Given passage:
- Also known as: Samurai Teacher
- サムライせんせい
- Genre: Drama, comedy
- Created by: Esusuke Kuroe (manga)
- Written by: Tsutomu Kuroiwa
- Directed by: Osamu Katayama Hisashi Kimura
- Starring: Ryo Nishikido Ryunosuke Kamiki Manami Higa
- Opening theme: Samurai Song by Kanjani Eight
- Country of origin: Japan
- Original language: Japanese
- No. of episodes: 8

Production
- Producer: Satoko Uchiyama
- Running time: 60 min (Japan)

Original release
- Network: TV Asahi
- Release: 23 October – 11 December 2015

= Samurai Sensei =

Samurai Sensei (サムライせんせい) is a 2015 Japanese television drama based on the manga written by Esusuke Kuroe about a samurai who time-travelled 150 years to modern day Japan. The series was broadcast by TV Asahi from 13 October to 11 December 2015.

Given problem 1:
List the actors named under "Starring" in the Samurai Sensei entry.
The records have no connection to the Samurai Sensei entry.

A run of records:
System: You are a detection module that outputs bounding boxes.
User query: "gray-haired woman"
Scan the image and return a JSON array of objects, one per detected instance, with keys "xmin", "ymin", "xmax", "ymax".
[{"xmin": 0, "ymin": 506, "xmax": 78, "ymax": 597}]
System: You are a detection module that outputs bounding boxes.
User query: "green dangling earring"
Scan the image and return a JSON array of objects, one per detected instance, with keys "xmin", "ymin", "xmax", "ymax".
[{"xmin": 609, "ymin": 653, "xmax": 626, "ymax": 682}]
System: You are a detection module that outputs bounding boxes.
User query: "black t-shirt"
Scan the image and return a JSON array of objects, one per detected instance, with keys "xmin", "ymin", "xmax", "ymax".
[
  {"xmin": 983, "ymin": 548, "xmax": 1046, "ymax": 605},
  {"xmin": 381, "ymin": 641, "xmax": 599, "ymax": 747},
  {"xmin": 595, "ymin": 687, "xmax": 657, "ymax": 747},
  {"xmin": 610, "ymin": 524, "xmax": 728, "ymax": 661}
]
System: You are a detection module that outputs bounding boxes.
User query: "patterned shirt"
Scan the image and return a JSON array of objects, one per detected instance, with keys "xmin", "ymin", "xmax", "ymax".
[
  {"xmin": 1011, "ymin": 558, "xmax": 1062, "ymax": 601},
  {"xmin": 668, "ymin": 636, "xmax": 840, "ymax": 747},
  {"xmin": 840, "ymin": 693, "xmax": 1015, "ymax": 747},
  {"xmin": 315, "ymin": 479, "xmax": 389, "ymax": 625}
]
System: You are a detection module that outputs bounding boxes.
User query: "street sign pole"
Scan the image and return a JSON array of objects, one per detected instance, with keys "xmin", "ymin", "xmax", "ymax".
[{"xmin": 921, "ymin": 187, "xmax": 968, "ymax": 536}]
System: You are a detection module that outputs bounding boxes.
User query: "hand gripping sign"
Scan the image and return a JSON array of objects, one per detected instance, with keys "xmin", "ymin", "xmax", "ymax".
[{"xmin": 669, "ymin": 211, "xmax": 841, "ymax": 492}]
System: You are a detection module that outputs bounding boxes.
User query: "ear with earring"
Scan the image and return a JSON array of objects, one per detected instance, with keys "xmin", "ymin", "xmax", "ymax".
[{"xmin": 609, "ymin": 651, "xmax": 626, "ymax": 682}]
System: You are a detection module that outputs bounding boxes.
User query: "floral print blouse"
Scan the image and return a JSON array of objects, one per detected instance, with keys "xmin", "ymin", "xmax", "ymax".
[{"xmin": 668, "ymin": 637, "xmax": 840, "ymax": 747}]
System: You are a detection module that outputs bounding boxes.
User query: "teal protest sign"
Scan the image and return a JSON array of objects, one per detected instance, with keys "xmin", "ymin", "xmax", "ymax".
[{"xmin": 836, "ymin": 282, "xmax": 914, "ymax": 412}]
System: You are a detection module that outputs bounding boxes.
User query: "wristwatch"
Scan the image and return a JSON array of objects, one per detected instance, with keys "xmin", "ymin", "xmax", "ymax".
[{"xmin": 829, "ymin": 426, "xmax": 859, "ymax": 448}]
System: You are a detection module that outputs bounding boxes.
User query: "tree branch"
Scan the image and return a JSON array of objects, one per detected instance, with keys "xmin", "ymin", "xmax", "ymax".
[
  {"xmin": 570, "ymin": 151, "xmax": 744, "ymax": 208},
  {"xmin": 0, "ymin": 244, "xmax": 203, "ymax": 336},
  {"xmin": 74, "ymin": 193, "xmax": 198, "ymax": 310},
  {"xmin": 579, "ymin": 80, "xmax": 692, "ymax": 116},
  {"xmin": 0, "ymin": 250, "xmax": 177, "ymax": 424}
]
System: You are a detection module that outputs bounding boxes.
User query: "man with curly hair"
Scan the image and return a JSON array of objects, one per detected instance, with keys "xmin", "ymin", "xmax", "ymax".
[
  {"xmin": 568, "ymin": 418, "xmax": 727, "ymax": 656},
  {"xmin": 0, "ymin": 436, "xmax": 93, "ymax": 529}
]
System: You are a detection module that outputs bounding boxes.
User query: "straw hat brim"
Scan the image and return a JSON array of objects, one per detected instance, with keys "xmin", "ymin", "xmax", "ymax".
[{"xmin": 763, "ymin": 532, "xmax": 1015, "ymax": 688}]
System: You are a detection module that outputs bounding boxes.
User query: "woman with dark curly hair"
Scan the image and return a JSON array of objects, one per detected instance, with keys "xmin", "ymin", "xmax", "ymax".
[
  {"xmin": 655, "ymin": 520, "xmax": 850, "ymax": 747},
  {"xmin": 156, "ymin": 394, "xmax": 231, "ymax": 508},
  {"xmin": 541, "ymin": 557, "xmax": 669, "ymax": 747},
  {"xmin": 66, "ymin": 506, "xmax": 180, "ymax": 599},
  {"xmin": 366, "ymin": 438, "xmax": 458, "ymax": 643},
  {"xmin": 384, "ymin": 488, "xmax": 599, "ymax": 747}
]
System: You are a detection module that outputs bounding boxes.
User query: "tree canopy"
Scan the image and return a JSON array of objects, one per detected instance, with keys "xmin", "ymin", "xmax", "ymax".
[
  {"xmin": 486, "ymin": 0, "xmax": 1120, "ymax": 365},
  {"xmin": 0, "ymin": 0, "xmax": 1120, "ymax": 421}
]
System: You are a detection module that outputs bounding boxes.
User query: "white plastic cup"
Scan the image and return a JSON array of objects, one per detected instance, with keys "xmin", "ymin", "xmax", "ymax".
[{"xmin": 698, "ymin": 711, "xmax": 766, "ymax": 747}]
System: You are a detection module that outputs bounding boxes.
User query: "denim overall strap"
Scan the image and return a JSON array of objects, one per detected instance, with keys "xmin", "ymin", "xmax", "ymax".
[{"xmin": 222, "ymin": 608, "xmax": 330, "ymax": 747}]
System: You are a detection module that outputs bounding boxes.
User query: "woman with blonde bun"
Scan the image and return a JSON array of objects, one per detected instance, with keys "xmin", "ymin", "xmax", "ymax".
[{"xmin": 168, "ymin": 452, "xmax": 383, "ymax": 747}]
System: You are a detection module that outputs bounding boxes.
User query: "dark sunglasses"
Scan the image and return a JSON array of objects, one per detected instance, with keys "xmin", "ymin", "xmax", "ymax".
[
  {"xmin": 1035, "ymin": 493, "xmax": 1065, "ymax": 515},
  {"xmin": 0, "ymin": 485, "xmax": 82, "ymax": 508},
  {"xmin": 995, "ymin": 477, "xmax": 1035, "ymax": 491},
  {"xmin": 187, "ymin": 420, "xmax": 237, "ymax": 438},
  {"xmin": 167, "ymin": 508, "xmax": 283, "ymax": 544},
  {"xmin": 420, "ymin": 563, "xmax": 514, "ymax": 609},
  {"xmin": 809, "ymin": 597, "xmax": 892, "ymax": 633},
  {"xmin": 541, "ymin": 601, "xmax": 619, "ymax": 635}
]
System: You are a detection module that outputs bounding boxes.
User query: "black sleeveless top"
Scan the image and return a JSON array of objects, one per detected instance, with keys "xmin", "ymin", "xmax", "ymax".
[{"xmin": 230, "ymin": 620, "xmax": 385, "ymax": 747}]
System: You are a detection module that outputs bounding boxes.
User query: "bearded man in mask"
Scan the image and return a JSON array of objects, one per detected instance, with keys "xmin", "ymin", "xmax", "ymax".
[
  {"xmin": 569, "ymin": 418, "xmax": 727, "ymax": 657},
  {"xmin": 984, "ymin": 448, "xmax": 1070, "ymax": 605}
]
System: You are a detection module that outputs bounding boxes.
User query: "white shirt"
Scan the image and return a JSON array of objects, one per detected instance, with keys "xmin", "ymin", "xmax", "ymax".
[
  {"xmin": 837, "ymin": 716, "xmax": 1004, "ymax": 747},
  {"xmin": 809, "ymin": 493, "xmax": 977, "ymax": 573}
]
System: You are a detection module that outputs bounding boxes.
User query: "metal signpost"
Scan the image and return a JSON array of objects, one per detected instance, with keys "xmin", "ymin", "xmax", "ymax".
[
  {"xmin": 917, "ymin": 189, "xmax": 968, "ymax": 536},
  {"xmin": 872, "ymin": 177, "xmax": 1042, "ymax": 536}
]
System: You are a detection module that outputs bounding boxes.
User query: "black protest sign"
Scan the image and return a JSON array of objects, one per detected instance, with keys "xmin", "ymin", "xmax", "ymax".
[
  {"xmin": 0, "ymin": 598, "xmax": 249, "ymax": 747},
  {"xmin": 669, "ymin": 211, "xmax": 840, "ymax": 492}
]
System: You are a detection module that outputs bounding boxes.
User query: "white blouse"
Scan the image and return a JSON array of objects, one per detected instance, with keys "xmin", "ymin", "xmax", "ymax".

Given problem 2:
Select every line of the records that contains the word "white", matching case exactly.

Final answer 1:
Ryo Nishikido
Ryunosuke Kamiki
Manami Higa

Final answer 2:
User query: "white plastic cup"
User query: "white shirt"
User query: "white blouse"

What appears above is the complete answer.